Beginning at the line that contains "x=238, y=810", write out every line down to the end of the records, with both ends kept and nothing added.
^^^^
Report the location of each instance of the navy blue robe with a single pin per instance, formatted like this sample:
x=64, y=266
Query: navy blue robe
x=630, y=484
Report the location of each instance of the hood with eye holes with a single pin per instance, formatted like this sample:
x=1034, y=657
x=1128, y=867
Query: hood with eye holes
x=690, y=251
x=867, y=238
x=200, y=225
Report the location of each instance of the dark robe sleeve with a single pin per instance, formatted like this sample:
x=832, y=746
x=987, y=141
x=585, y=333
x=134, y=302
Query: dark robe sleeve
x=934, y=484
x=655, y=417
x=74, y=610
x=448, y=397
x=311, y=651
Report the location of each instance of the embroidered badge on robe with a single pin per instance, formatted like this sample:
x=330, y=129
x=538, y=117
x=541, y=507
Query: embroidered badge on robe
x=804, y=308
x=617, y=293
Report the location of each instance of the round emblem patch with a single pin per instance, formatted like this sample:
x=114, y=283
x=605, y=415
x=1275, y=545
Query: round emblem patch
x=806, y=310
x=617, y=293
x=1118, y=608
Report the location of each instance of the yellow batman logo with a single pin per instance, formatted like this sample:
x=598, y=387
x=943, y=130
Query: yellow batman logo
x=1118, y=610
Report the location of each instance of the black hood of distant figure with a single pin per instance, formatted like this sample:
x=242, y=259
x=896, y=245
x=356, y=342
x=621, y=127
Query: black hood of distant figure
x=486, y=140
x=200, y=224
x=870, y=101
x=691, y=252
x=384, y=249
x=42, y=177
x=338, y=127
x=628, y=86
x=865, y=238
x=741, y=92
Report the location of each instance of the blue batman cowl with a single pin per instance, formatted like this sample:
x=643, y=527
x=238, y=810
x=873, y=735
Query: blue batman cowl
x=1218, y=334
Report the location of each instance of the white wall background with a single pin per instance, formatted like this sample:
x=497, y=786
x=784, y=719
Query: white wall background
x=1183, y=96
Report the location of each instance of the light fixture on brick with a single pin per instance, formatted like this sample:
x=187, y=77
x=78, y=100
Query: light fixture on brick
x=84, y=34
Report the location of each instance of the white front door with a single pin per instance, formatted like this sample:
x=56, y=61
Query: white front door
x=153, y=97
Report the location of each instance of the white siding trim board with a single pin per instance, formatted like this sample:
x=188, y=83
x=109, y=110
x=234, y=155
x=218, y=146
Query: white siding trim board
^^^^
Expected answer ->
x=238, y=810
x=873, y=735
Query: blue batman cowl
x=1218, y=334
Report the location of each instance of the white wall background with a single pin per instance, formatted like this sample:
x=497, y=786
x=784, y=719
Query: white wall background
x=1183, y=96
Report the location of each instance of the light fixture on brick with a single pin per instance, formatted like this sample:
x=187, y=77
x=78, y=100
Query: light fixture on brick
x=84, y=34
Report the location of each instance of the white front door with a single pin per instance, formatted like this sample:
x=56, y=61
Query: white front door
x=153, y=97
Report the location of each instance of the white siding trim board with a single pin per instance, formatted like this sample:
x=188, y=83
x=109, y=110
x=234, y=155
x=218, y=146
Query: white siding trim board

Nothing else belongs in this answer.